[Dataset entries]
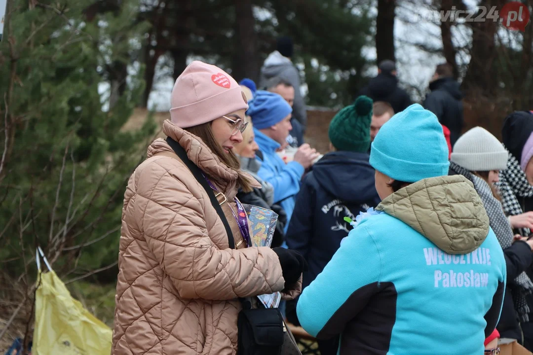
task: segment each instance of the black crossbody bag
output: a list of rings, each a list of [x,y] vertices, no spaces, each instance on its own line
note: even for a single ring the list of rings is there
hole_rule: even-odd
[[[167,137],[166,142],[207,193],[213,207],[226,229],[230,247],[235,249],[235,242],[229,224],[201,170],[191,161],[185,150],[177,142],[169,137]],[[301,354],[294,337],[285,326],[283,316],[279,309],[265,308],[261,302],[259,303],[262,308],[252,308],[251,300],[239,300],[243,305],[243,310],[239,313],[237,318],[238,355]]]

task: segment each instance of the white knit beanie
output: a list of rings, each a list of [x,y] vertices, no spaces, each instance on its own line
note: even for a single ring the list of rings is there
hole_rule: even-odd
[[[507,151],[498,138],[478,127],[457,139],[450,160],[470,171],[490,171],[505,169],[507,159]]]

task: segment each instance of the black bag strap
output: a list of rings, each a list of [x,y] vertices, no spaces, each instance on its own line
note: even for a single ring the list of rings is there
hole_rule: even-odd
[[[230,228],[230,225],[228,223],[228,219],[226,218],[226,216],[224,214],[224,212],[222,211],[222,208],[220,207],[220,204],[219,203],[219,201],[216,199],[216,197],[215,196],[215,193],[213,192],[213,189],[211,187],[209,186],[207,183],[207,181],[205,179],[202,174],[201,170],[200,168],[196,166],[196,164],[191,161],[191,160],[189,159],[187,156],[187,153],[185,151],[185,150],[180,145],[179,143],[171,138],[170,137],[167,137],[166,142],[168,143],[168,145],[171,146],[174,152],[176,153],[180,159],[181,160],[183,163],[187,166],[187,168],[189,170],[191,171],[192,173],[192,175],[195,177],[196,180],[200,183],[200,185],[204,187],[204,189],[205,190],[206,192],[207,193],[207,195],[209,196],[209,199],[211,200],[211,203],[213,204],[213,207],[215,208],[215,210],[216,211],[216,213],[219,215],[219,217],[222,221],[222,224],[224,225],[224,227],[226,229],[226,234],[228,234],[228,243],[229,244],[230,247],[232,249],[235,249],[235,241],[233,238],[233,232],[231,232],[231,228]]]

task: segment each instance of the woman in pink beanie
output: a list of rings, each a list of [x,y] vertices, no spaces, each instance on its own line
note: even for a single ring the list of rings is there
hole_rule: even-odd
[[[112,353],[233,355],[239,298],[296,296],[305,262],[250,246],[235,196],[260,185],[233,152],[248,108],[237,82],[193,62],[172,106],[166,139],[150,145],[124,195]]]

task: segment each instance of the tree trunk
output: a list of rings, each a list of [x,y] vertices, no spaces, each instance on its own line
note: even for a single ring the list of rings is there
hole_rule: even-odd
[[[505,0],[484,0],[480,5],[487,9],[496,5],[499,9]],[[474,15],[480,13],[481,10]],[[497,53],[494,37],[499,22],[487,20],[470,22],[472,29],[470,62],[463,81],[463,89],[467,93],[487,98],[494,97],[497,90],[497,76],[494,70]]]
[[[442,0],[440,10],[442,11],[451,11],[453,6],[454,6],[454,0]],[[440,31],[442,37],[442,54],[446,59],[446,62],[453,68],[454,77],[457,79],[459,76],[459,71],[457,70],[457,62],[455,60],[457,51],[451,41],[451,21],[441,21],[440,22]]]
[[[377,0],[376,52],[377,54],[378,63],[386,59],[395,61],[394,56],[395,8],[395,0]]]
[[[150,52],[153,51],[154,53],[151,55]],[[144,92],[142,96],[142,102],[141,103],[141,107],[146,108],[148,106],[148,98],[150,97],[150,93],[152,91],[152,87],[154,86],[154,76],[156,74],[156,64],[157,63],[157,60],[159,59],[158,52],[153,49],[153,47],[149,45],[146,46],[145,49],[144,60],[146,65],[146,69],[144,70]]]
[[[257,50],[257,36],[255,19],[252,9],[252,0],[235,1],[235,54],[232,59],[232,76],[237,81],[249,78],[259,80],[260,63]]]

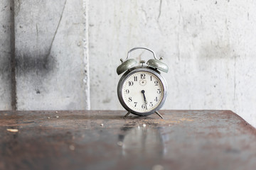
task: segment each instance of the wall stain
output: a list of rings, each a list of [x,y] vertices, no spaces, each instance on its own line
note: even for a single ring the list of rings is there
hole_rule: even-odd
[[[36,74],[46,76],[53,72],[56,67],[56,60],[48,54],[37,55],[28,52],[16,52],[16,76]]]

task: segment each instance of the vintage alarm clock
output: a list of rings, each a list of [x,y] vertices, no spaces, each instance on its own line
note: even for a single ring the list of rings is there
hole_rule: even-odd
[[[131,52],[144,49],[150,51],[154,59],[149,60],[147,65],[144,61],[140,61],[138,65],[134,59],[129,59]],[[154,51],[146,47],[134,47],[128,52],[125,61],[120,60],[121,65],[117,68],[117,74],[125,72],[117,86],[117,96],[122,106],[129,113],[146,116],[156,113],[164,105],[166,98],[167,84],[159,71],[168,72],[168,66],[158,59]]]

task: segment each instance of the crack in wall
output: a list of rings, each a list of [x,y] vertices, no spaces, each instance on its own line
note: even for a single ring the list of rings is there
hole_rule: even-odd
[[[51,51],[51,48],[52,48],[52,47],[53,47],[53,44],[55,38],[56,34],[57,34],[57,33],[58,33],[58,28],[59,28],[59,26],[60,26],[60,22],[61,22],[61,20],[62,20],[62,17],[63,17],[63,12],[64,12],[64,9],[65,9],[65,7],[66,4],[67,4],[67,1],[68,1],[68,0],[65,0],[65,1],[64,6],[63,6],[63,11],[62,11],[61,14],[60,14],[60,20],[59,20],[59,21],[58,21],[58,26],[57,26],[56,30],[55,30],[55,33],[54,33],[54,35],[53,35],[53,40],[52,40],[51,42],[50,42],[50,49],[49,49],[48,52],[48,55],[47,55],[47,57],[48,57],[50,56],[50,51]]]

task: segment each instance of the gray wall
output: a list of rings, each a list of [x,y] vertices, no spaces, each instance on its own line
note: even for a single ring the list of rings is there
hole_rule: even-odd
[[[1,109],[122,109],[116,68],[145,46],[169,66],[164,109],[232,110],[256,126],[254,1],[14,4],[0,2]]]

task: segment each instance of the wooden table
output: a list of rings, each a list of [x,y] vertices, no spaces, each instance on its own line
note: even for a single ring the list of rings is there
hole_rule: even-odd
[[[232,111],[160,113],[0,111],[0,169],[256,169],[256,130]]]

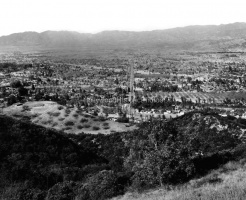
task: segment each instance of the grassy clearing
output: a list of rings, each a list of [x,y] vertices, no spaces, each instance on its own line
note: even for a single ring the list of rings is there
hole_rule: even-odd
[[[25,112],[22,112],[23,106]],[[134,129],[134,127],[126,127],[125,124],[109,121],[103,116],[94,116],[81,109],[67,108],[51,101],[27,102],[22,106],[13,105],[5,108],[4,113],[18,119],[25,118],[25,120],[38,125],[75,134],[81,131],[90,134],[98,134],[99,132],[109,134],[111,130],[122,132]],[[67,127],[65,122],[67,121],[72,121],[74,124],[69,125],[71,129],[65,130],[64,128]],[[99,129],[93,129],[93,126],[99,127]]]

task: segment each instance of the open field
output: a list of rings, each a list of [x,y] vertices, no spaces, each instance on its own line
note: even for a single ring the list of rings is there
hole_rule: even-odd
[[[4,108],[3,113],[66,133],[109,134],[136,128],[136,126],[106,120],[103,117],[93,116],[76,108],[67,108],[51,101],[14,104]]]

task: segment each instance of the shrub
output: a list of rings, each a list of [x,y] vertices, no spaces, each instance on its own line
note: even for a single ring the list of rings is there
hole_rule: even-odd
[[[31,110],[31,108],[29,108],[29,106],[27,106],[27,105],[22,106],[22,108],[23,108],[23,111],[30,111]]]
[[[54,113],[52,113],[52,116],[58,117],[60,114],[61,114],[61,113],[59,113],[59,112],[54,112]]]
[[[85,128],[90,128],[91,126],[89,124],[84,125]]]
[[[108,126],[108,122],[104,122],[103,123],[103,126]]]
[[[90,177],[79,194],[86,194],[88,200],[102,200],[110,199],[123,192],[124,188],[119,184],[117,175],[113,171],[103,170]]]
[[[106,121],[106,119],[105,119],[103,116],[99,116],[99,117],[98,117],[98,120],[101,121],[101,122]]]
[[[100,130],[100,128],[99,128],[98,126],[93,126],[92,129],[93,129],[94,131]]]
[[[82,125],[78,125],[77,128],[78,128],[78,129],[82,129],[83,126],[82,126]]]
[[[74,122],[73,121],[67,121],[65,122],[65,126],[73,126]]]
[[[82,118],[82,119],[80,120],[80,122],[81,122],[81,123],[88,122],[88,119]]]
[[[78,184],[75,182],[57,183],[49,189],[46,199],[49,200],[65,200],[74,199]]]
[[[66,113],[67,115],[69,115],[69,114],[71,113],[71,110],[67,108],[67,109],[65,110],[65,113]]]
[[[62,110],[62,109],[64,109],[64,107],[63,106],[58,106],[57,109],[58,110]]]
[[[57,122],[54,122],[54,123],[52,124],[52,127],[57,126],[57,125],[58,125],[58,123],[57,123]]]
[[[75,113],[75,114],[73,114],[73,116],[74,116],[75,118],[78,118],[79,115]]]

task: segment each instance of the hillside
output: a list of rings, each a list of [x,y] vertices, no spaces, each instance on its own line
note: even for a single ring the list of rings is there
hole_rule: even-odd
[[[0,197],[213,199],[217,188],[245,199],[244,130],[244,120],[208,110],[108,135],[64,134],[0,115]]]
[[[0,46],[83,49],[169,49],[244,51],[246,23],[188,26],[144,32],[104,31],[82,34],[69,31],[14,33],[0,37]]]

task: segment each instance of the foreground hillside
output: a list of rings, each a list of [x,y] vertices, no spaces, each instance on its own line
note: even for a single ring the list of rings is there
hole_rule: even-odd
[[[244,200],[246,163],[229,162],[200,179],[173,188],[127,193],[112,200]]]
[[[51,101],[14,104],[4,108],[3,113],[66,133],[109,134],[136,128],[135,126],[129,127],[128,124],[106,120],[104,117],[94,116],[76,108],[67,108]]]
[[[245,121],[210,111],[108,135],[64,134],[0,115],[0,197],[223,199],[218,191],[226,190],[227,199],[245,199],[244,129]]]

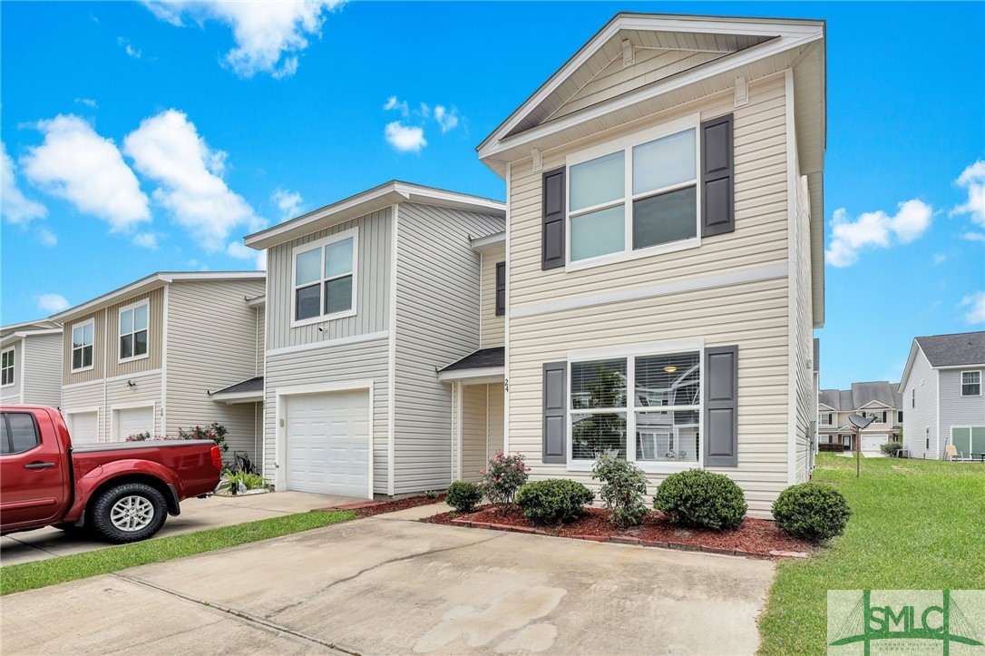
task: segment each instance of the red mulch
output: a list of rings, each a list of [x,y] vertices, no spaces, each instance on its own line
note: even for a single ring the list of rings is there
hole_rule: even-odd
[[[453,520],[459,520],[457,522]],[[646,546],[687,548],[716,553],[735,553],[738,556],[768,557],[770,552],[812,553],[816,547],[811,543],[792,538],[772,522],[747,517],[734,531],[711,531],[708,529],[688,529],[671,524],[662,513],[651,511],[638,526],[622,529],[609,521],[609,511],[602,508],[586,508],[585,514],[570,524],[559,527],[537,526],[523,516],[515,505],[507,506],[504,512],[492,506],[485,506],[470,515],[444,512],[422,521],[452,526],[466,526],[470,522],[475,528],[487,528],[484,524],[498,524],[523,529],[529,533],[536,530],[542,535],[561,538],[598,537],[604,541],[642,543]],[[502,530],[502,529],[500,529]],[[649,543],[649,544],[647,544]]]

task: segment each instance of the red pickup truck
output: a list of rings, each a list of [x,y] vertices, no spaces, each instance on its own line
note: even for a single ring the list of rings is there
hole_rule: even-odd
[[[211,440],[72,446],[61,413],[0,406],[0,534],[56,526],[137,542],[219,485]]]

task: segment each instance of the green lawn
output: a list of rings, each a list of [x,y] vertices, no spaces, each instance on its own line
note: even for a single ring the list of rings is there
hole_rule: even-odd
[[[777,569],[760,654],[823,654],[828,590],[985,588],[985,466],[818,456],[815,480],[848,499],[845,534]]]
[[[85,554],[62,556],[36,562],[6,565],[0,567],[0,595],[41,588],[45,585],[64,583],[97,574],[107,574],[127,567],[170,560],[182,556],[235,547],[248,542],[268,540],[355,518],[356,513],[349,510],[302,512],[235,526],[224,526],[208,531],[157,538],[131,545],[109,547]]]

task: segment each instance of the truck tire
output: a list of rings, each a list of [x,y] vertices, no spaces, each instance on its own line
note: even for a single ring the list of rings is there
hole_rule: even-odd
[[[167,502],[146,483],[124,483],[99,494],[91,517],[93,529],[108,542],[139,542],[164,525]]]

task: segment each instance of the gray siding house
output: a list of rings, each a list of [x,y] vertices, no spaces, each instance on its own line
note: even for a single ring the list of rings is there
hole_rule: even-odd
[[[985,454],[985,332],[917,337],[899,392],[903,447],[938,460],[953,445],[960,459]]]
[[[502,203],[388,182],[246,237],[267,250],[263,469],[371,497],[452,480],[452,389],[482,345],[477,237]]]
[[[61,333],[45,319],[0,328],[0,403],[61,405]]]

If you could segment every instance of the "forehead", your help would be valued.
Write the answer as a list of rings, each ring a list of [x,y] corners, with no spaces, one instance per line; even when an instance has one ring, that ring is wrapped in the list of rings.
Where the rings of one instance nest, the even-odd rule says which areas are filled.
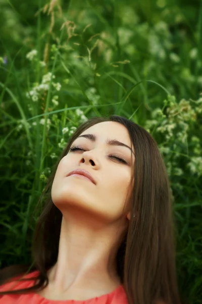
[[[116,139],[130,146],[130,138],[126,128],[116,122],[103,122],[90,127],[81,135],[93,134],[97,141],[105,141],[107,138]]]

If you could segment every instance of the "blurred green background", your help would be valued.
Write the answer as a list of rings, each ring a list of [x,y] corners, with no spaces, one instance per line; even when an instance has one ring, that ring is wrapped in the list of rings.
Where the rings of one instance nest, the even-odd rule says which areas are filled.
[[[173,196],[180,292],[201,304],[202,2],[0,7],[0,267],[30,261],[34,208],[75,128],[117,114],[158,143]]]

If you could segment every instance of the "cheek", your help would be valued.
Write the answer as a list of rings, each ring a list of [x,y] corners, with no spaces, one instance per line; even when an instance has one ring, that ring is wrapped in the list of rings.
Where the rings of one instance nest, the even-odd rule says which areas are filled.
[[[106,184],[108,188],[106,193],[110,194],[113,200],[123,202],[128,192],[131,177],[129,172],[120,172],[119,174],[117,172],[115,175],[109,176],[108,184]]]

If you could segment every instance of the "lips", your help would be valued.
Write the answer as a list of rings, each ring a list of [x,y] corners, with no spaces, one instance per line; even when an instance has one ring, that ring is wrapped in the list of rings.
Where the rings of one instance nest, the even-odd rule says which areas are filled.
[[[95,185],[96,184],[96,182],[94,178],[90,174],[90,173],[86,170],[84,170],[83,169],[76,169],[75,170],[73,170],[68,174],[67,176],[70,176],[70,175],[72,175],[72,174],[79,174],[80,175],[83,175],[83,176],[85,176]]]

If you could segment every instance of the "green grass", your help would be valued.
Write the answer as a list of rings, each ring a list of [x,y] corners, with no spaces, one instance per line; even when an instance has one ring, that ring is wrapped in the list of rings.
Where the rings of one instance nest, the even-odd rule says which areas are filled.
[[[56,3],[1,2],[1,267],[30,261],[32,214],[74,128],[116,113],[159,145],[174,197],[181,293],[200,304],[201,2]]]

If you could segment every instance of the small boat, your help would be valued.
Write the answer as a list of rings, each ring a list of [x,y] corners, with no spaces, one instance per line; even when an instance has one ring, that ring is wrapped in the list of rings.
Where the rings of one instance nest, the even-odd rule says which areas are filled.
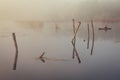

__Exercise instructions__
Copy out every line above that contains the string "hillside", treating uppercase and lowercase as different.

__Full answer__
task: segment each instance of the hillside
task: segment each instance of the foreground hillside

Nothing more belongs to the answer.